▸ Brief: When you retype the records that follow, keep each word as it is and drop any pictures.

▸ Entries provided:
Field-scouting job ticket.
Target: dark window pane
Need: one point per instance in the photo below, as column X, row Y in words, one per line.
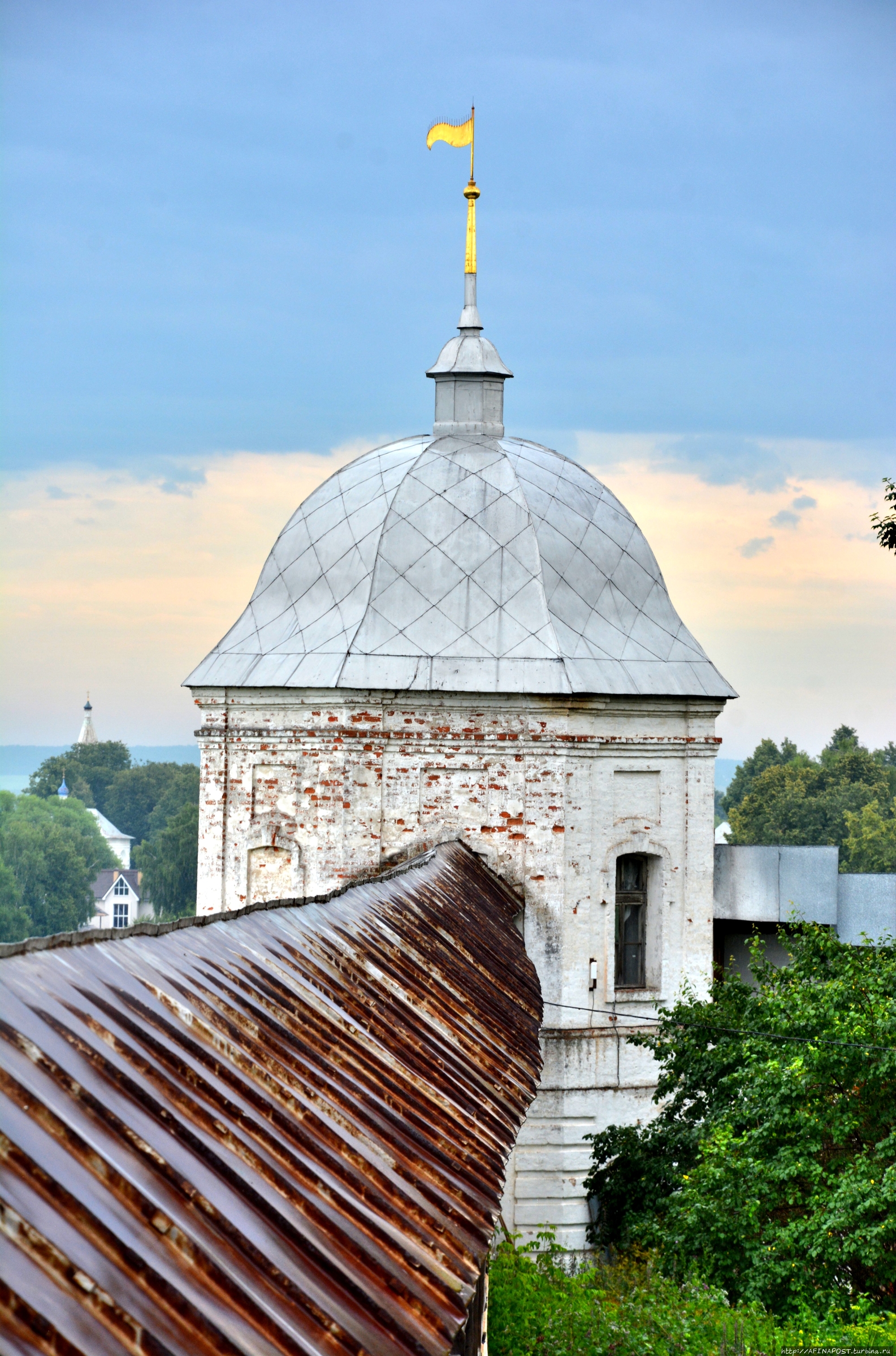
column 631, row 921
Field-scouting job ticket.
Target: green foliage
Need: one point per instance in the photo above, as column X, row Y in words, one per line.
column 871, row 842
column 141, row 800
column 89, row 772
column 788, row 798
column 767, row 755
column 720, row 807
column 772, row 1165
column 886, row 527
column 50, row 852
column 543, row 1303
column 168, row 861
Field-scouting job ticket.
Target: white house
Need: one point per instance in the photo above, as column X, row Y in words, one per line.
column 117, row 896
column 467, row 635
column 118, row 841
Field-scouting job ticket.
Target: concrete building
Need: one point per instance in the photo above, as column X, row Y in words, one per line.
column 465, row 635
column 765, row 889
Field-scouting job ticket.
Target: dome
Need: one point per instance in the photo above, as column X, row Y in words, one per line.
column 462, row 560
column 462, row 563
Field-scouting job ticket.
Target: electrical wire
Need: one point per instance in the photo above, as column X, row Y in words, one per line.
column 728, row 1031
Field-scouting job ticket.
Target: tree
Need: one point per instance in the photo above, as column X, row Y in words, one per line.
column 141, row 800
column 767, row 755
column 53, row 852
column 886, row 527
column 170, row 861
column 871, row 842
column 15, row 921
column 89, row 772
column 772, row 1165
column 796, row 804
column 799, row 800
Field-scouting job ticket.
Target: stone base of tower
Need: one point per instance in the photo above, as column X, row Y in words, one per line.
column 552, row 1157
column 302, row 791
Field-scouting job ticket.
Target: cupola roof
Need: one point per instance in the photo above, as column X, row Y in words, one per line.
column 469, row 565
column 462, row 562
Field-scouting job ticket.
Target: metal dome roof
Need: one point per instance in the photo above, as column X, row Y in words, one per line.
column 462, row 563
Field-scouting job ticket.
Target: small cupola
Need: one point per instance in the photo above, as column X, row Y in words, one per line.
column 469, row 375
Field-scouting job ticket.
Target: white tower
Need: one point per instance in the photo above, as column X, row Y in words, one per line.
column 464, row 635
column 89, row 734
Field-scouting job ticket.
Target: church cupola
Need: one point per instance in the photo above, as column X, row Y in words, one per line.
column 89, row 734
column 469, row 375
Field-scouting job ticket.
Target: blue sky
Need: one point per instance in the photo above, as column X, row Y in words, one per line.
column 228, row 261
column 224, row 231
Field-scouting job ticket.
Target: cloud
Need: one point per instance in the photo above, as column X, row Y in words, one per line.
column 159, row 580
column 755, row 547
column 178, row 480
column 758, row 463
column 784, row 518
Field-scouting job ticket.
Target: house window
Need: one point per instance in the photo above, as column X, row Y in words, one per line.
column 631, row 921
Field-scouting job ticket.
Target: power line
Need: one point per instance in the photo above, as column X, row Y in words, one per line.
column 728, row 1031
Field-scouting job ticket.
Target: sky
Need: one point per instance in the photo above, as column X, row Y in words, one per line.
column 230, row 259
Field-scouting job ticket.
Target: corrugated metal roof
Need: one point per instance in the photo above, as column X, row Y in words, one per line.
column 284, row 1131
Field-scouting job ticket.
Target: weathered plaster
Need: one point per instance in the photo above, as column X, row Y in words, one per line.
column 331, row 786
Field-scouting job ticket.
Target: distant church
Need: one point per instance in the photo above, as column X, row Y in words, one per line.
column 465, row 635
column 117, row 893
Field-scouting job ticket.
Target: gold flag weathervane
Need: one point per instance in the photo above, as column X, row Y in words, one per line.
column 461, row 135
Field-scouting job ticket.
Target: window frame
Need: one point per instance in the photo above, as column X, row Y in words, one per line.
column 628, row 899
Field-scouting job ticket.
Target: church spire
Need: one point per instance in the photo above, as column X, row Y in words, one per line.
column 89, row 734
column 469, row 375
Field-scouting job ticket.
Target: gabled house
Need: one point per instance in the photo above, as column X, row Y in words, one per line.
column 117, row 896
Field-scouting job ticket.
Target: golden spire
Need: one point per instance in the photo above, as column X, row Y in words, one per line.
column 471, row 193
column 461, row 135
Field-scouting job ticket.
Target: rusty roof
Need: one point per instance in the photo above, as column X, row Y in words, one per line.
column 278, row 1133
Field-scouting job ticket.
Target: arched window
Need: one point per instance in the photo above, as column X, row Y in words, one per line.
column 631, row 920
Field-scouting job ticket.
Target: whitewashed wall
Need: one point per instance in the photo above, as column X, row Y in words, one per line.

▸ Task answer:
Field-scouting job ticket.
Target: dark window pane
Need: one point per instance in the photo below, as column X, row Y in words, one per line.
column 631, row 921
Field-scouting job ticket.
Target: green foliage
Need: one point per instance in the photo above, as column X, row Y in words, one per line.
column 871, row 842
column 141, row 800
column 89, row 772
column 788, row 798
column 767, row 755
column 720, row 807
column 772, row 1165
column 886, row 527
column 50, row 852
column 543, row 1303
column 168, row 861
Field-scouting job ticket.
Target: white house
Need: one point per instance in the photo above, as column X, row Y in words, one per line.
column 117, row 896
column 467, row 635
column 118, row 841
Field-scouting job ticket.
Target: concrete building
Need: one point per instance in the photo above, as column X, row Y in words, one per line.
column 465, row 635
column 765, row 889
Field-scouting job ticket.
Target: dome
Need: one point per instance in the photo above, as column X, row Y in words, one per line.
column 462, row 560
column 462, row 563
Field-scouting job ticket.
Target: electrical wire
Need: one point per instance in the photo above, as column X, row Y in words, one per line.
column 728, row 1031
Field-scouting job ticket.
Target: tree
Need: one point per instance in the photo above, as column X, row Y in words, one per line.
column 141, row 800
column 767, row 755
column 53, row 852
column 886, row 527
column 170, row 861
column 871, row 842
column 15, row 921
column 89, row 772
column 772, row 1165
column 796, row 804
column 799, row 800
Field-scouting job ticket.
Target: stone base of tower
Need: one point per instance in the photo above, as column X, row Y in words, one per line.
column 552, row 1157
column 302, row 791
Field-scouting job ticket.
Target: cupola roof
Need: one point per instance in the photo above, as column X, row Y in words, one per line.
column 469, row 565
column 462, row 562
Field-scouting job ticket.
Target: metal dome roof
Need: one point per instance in the photo above, as column X, row Y in words, one per line.
column 462, row 563
Field-scouting job ticket.
Target: small cupola
Need: one point per instance in the photo above, as column X, row Y in words, one per line.
column 469, row 375
Field-scouting job ticket.
Target: white tower
Need: one point per instance in the photo above, as column X, row Y in words, one per line.
column 464, row 635
column 89, row 734
Field-scouting job ticket.
Target: church cupola
Need: one point per instance in the photo above, as column X, row Y in words, one per line.
column 89, row 734
column 469, row 375
Field-scouting job ticket.
Target: blue sky
Need: one point per instance in the photo above, as column X, row Y in words, one per line.
column 228, row 261
column 224, row 231
Field-scouting job ticket.
Target: cloud
Need: one point per instance in the photo above, as column X, row Y in words, one per line.
column 159, row 580
column 755, row 547
column 178, row 480
column 758, row 463
column 784, row 518
Field-scouting job ticket.
Target: house window
Need: one point per instance in the photo above, as column X, row Y in words, one per line.
column 631, row 921
Field-scouting job ticket.
Target: power line
Need: one point per instance in the photo above, as column X, row Y in words, one per line.
column 728, row 1031
Field-scouting job ticket.
Target: sky
Need: one point per instance in the photo above, as column X, row Y in words, one per line.
column 230, row 259
Field-scouting job ticket.
Target: corrugated metal roof
Need: one point per instance in the photo above, as column X, row Y in words, one per line.
column 284, row 1131
Field-scouting job ticket.
Target: weathered plaster
Need: one point per instance in the photo above, as column X, row Y in words, one per line.
column 331, row 786
Field-scouting job ticket.
Target: distant church
Need: one point per instance in the photo above, as column X, row Y in words, one per line.
column 465, row 635
column 117, row 893
Field-scouting job ticket.
Target: gold flag weathervane
Need: one point per instance in the photo above, as column X, row Y in words, one per line.
column 461, row 135
Field-scouting job ticket.
Target: window frame
Need: one point per instance in the photo above, as column X, row Y in words, one per line.
column 628, row 899
Field-scouting job ticket.
Target: church spire
Need: one point per instance in the photo above, as column X, row Y in words, one per line.
column 89, row 734
column 469, row 375
Field-scouting job ticket.
Target: gabled house
Need: one point per instance in the photo above, as column X, row Y in words, one per line.
column 117, row 896
Field-scouting job ticket.
Target: golden spire
Need: one point per instance in the photo above, as column X, row Y in words, one per line.
column 471, row 193
column 461, row 135
Field-scouting job ticket.
Target: rusty roof
Need: one point per instance in the photo above, as column X, row Y in words, one per line.
column 278, row 1133
Field-scouting job ticket.
Target: arched window
Need: one point per instance in the photo above, as column X, row Y in words, one per line.
column 631, row 920
Field-scouting job ticket.
Target: whitewashed wall
Need: one point per instance in the photo above, as column X, row Y in words, one per line.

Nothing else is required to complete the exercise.